● **WHAT NEEDS TO BE DONE**:
Tally the lines in the records below that contain the string "canyon", and reply with only that number.

(Items stored from a collection)
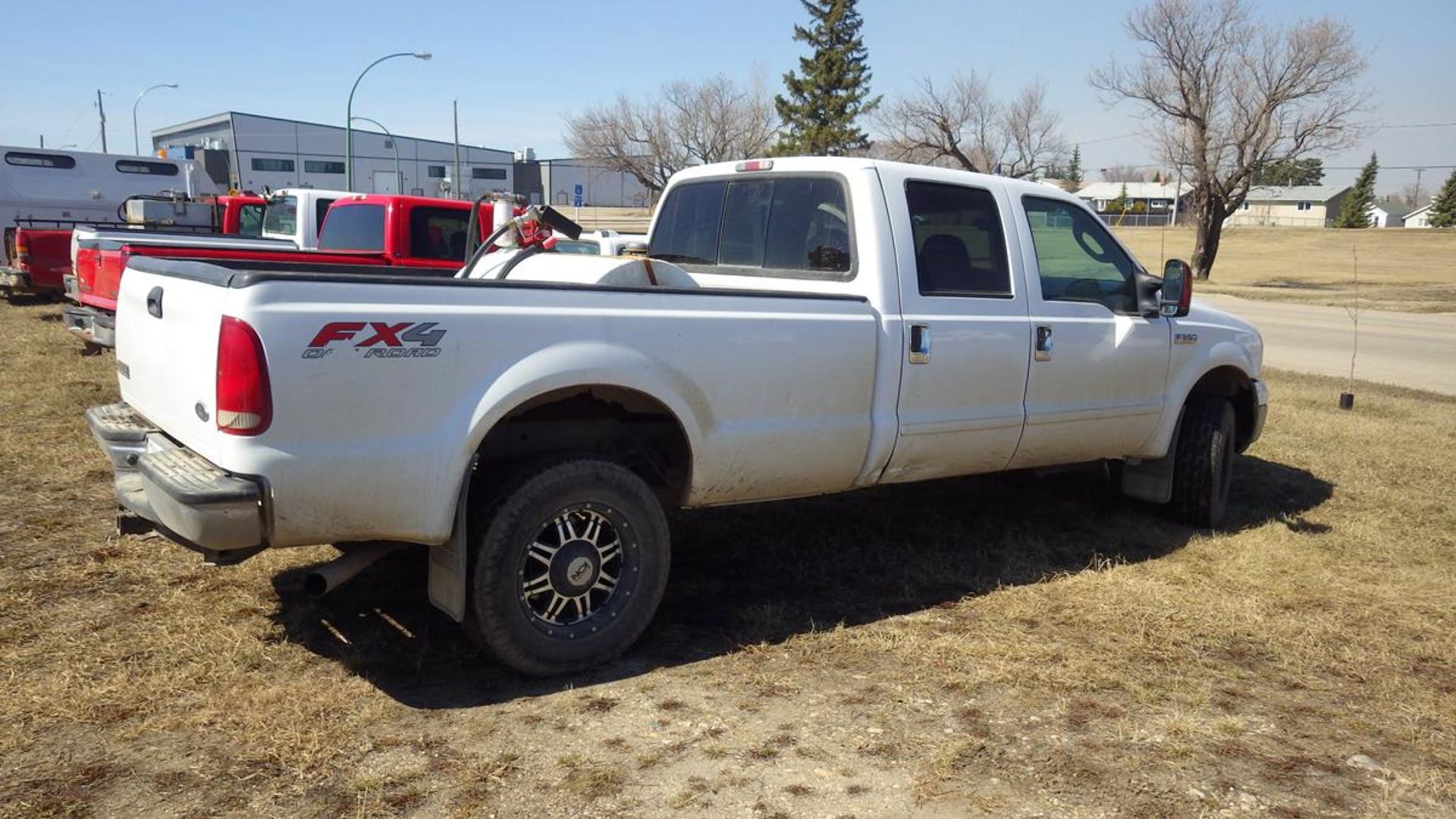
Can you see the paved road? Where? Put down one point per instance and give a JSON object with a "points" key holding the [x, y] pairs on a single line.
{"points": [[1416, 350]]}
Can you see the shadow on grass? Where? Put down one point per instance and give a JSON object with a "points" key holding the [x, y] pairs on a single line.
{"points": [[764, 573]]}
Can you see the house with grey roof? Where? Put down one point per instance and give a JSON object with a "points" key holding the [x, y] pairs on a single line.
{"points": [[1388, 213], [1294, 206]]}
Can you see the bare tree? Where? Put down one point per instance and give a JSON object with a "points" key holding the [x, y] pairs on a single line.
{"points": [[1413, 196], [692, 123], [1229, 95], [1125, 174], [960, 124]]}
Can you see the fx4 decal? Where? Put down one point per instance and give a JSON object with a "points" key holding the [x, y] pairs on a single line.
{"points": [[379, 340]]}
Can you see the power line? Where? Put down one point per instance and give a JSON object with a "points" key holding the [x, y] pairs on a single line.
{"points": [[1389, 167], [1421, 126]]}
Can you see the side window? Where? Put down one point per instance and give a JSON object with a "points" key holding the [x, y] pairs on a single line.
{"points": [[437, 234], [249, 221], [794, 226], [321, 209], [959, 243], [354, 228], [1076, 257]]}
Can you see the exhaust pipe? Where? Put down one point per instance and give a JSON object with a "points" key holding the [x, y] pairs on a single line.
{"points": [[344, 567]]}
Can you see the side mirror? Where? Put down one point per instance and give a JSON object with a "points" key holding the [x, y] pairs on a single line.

--

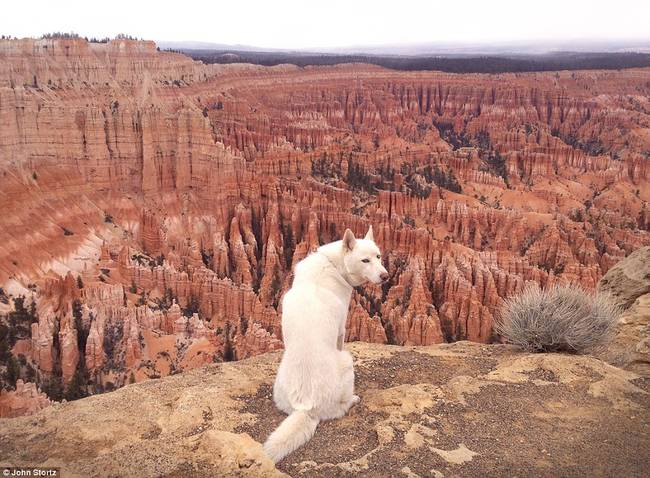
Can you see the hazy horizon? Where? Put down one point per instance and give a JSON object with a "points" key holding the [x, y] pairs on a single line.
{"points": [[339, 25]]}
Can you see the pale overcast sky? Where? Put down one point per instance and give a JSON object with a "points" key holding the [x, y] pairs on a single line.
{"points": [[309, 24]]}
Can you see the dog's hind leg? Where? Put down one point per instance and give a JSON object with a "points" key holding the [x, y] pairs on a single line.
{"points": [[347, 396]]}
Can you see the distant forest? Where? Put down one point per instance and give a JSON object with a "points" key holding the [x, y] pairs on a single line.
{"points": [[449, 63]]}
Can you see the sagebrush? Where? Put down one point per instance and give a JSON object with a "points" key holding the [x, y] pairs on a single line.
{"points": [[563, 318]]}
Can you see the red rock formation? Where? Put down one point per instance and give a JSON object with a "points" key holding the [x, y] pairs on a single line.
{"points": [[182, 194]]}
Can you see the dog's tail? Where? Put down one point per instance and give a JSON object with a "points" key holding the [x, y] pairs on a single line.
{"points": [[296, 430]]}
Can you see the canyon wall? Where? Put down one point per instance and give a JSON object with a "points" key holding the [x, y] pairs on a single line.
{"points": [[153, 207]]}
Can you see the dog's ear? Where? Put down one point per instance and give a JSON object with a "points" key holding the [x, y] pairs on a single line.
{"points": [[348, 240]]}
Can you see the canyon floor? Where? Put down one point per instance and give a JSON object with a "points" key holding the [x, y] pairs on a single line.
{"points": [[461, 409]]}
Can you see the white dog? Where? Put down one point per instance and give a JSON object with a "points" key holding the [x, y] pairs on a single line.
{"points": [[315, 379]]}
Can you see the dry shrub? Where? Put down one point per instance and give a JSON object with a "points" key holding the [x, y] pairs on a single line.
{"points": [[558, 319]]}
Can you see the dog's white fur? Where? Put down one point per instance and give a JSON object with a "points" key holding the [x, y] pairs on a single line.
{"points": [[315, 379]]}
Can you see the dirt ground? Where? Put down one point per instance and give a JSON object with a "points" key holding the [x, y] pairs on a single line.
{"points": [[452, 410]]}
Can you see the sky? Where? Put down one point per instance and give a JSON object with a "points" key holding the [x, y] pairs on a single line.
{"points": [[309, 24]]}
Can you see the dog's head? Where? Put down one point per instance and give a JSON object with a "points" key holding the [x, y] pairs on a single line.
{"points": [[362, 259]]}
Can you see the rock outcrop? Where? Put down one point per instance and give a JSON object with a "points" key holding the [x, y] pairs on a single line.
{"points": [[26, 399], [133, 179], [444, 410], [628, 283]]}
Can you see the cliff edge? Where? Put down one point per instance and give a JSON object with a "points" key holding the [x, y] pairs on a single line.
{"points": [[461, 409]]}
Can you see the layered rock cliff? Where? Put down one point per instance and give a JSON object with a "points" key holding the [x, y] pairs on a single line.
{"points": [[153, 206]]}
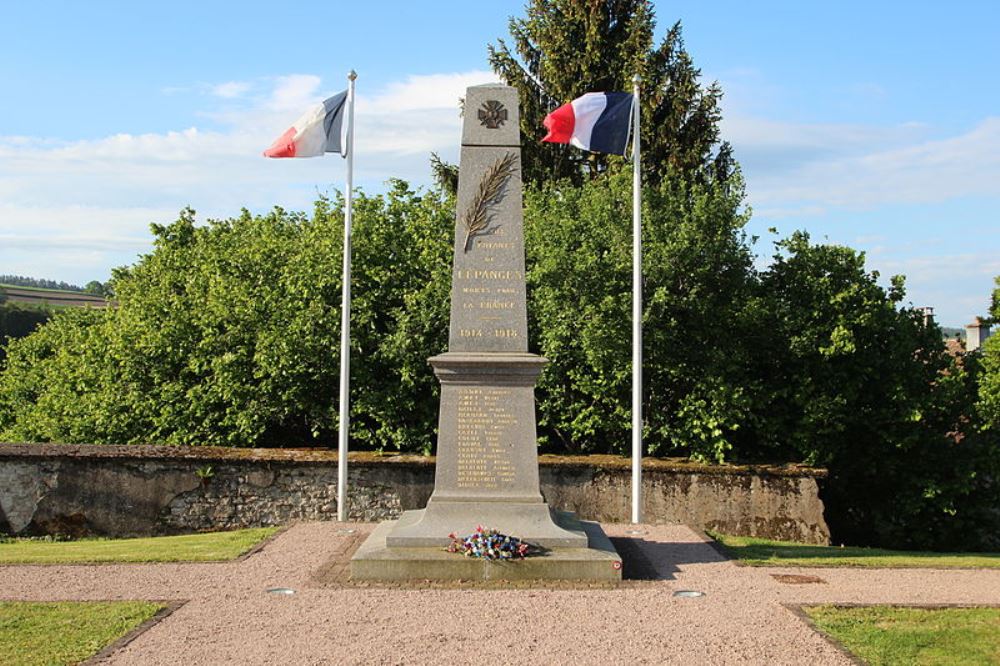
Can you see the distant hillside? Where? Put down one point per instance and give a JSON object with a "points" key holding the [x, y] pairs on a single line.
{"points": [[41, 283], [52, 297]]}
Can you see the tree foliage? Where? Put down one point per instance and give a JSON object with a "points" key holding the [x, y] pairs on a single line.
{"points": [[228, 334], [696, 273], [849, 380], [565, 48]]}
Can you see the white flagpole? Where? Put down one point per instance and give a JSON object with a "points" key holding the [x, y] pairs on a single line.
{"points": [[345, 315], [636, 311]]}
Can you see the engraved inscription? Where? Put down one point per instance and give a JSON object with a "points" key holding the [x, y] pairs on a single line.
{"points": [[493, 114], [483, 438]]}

● **EXERCISE RESPONSE**:
2